Goal: Update the records below by replacing "even-odd convention" with "nonzero winding rule" wherever it occurs, leaving every other part unchanged.

Task data:
▬▬▬▬▬▬▬▬▬▬

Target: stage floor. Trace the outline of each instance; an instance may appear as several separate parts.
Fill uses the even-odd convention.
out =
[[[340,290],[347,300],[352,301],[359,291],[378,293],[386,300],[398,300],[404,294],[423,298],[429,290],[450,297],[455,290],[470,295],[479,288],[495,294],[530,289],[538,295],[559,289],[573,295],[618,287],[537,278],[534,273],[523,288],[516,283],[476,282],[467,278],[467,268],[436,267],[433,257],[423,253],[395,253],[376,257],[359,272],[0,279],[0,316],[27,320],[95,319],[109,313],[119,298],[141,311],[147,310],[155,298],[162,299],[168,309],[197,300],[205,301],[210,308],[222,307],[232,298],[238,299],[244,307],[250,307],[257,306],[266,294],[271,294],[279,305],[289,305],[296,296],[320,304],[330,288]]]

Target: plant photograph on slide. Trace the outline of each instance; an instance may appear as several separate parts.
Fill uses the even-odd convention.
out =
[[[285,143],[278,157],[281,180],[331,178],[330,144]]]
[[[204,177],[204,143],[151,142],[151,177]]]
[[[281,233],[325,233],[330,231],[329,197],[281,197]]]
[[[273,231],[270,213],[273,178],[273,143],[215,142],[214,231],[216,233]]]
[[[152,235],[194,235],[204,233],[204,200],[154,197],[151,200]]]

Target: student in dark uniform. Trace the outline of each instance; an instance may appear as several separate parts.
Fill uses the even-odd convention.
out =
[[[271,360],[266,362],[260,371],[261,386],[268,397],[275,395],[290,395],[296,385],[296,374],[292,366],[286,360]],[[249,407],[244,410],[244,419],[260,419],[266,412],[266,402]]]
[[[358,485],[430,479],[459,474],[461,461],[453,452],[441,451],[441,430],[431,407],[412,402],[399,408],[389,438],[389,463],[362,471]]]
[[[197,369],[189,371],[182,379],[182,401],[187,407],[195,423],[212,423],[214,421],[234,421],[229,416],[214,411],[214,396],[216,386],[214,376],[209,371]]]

▬▬▬▬▬▬▬▬▬▬

Worked answer:
Target: stage floor. Trace the outline of each instance; an instance may appear as several separate parts.
Fill uses the nonzero winding rule.
out =
[[[340,290],[347,300],[352,301],[359,291],[378,293],[386,300],[398,300],[404,294],[423,298],[429,290],[450,297],[455,290],[470,295],[479,288],[495,294],[530,289],[538,295],[559,289],[573,295],[618,287],[537,278],[534,273],[523,288],[516,283],[476,282],[467,278],[467,268],[436,267],[433,257],[423,253],[395,253],[376,257],[359,272],[0,279],[0,316],[27,320],[95,319],[109,313],[119,298],[141,311],[147,310],[155,298],[162,299],[168,309],[197,300],[205,301],[210,308],[222,307],[232,298],[238,299],[244,307],[250,307],[257,306],[266,294],[271,294],[279,305],[289,305],[296,296],[320,304],[330,288]]]

Target: plant photograph on slide. Trace the outline of each instance; an instance may appear as several separate parts.
Fill uses the nonzero winding rule.
out =
[[[285,143],[278,157],[281,180],[331,178],[330,144]]]
[[[204,177],[204,143],[151,142],[151,177]]]
[[[281,233],[325,233],[330,231],[329,197],[281,197]]]
[[[273,231],[270,213],[273,178],[273,143],[215,142],[214,231],[216,233]]]
[[[152,235],[194,235],[204,233],[204,200],[154,197],[151,200]]]

Target: student in dark uniform. Trace the outline of each instance; an instance may appear as several separate parts.
Fill uses the nonzero winding rule.
out =
[[[271,360],[266,362],[260,371],[261,386],[268,397],[275,395],[290,395],[296,385],[296,374],[292,366],[286,360]],[[249,407],[244,410],[244,419],[260,419],[266,412],[266,402]]]
[[[358,485],[430,479],[459,474],[461,461],[453,452],[441,451],[441,430],[431,407],[412,402],[399,408],[389,438],[389,463],[362,471]]]
[[[197,369],[189,371],[182,379],[182,401],[187,407],[195,423],[212,423],[214,421],[234,421],[229,416],[214,411],[214,396],[216,386],[214,376],[209,371]]]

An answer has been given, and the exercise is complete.